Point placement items
------------------------------------

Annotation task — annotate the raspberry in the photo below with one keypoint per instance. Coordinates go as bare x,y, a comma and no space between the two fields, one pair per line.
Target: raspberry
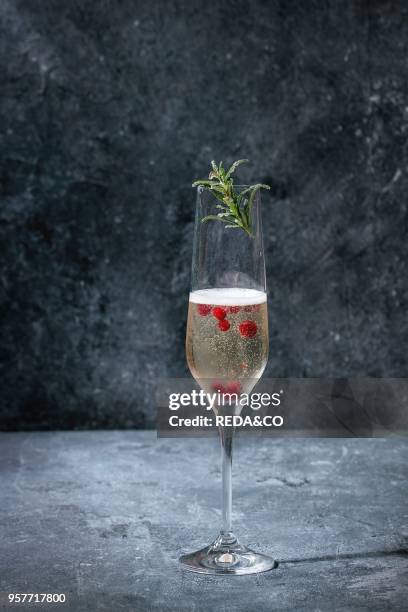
203,309
233,388
218,387
219,313
224,325
234,309
248,329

------------------------------------

- Task brief -
Swap "raspberry" for "blackberry" throughout the items and repeat them with nothing else changed. Leave the pictures out of your answer.

- Final result -
Annotation task — annotate the blackberry in the photo below with one keypoint per instance. Coordinates go as bare x,y, a comma and no space between the two fields, one pair per line.
Target: blackberry
203,309
233,388
218,387
219,313
224,325
234,309
248,329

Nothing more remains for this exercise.